## Bacaan
Saatnya Suku Bunga Acuan Turun Lagi?

Saatnya Suku Bunga Acuan Turun Lagi?

oleh Agung Galih Satwiko

 
PASAR saham Asia hari Kamis, 11 Februari 2016 umumnya ditutup melemah mengikuti pelemahan pada hari-hari sebelumnya. Indeks Hang Seng dan KOSPI yang baru dibuka hari ini langsung melemah mengikuti pelemahan bursa lain pada hari-hari sebelumnya. Indeks Hang Seng Hongkong turun 3,85%, KOSPI Korea turun 2,93%, STI Singapura turun 1,70%, sementara Australia ASX naik 0,95%. Bursa saham China dan Taiwan libur selama seminggu, sementara bursa saham Jepang libur hari ini. Pasar Eropa turun signifikan karena investor khawatir akan lemahnya pertumbuhan ekonomi global yang berpotensi mengarah ke resesi global. Investor juga mencemaskan terus turunnya harga minyak dunia. FTSE 100 Inggris turun 2,39%, DAX Jerman turun 2,93%, CAC 40 Perancis turun 4,05% dan IBEX 35 Spanyol turun 4,88%. Pasar ekuitas US ditutup melemah seiring pelemahan pasar keuangan global dan turunnya harga minyak. Pernyataan Yellen bahwa the Fed mempertimbangkan kemungkinan tingkat bunga negatif di US tidak membantu meningkatkan sentimen pelaku pasar. DJIA turun 1,60%, S&P 500 index turun 1,23%, dan NASDAQ composite turun 0,39%. Secara teknikal, DJIA telah memasuki periode downtrend. Pagi ini pasar Asia dibuka melemah, Nikkei turun 3,98% dan Kospi Korea turun 0,63% (08.15 WIB).

Pemerintah Indonesia mengumumkan kebijakan ekonomi jilid X, yang secara umum melakukan perubahan terhadap Peraturan Presiden Nomor 39 Tahun 2014 tentang Daftar Bidang Usaha yang Tertutup dan Bidang Usaha yang Terbuka Dengan Persyaratan di Bidang Penanaman Modal, atau lebih dikenal sebagai peraturan mengenai Daftar Negatif Investasi (DNI). Dalam paket kebijakan tersebut antara lain terdapat penambahan 19 bidang usaha yang dicadangkan untuk UMKM, mengeluarkan 35 bidang usaha dari DNI (seperti industri pariwisata, industri perfilman, pengusahaan jalan tol), dan membuka 20 bidang usaha untuk asing dengan besaran tertentu yang sebelumnya 100% PMDN (Penanaman Modal Dalam Negeri). Perubahan komposisi PMA (Penanaman Modal Asing dalam DNI) antara lain untuk industri cold storage, restoran dan bar, bahan baku obat, pengusahaan jalan tol diperbolehkan 100% PMA. Tujuan paket kebijakan jilid X kali ini adalah untuk meningkatkan perlindungan terhadap UMKMK, juga untuk memotong mata rantai pemusatan ekonomi yang selama ini dinikmati oleh kelompok tertentu. Dengan demikian harga-harga bisa menjadi lebih murah, misalnya harga obat dan alat kesehatan.

## Tujuan A
Ringkas paragraf bacaan yang diawali "Pemerintah Indonesia mengumumkan kebijakan ekonomi jilid X" menjadi daftar butir yang memuat fakta-fakta utamanya.
Bacaan di atas dan catatan berikut diambil dari sumber yang berlainan.

Catatan dari set pelabelan titik
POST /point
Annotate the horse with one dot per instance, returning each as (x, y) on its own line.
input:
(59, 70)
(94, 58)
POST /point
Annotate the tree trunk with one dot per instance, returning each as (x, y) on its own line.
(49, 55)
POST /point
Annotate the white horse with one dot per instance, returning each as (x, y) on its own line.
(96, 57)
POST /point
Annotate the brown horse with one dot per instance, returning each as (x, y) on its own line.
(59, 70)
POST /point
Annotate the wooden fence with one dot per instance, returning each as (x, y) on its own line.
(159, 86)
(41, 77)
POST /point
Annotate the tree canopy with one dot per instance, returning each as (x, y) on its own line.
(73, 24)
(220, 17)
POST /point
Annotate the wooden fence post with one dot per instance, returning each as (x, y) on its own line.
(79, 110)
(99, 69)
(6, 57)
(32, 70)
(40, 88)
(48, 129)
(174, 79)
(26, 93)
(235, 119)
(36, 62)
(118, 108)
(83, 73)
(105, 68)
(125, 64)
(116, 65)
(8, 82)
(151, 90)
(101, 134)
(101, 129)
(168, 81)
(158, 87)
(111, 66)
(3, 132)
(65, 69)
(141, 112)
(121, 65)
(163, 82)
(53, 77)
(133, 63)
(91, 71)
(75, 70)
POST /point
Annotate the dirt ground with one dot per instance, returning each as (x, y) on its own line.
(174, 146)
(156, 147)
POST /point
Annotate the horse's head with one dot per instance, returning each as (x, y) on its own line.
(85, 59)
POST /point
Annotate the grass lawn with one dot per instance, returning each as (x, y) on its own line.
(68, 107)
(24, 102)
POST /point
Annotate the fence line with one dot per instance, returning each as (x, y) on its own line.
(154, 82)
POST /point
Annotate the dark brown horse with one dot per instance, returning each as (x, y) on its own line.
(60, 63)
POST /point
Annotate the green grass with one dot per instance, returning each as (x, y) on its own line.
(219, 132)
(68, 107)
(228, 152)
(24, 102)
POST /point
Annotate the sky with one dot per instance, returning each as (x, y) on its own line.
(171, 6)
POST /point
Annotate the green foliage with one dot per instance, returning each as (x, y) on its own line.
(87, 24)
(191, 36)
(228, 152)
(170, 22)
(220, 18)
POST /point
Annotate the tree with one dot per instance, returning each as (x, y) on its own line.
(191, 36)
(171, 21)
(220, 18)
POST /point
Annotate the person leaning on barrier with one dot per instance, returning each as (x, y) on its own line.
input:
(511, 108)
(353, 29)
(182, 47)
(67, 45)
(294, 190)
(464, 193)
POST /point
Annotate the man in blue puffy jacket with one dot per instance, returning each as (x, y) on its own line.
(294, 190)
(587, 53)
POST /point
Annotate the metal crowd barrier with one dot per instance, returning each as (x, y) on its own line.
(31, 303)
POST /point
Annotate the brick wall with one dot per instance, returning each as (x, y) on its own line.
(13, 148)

## Tujuan B
Pilih setiap baris catatan yang memuat kata "brown". Perhatikan perbedaan huruf besar dan kecil.

## Jawaban Tertulis A
- Pemerintah Indonesia mengumumkan paket kebijakan ekonomi jilid X. Paket ini mengubah Peraturan Presiden Nomor 39 Tahun 2014 tentang Daftar Negatif Investasi (DNI).
- Sebanyak 19 bidang usaha ditambahkan ke daftar yang dicadangkan untuk UMKM.
- Sebanyak 35 bidang usaha dikeluarkan dari DNI, misalnya industri pariwisata, industri perfilman, dan pengusahaan jalan tol.
- Sebanyak 20 bidang usaha yang sebelumnya 100% PMDN kini dibuka untuk asing dengan besaran tertentu.
- Industri cold storage, restoran dan bar, bahan baku obat, serta pengusahaan jalan tol boleh dimiliki 100% PMA.
- Paket ini bertujuan meningkatkan perlindungan terhadap UMKM dan memotong pemusatan ekonomi pada kelompok tertentu. Dengan begitu, harga, misalnya harga obat dan alat kesehatan, diharapkan menjadi lebih murah.

## Jawaban Tertulis B
Annotate the brown horse with one dot per instance, returning each as (x, y) on its own line.
Annotate the dark brown horse with one dot per instance, returning each as (x, y) on its own line.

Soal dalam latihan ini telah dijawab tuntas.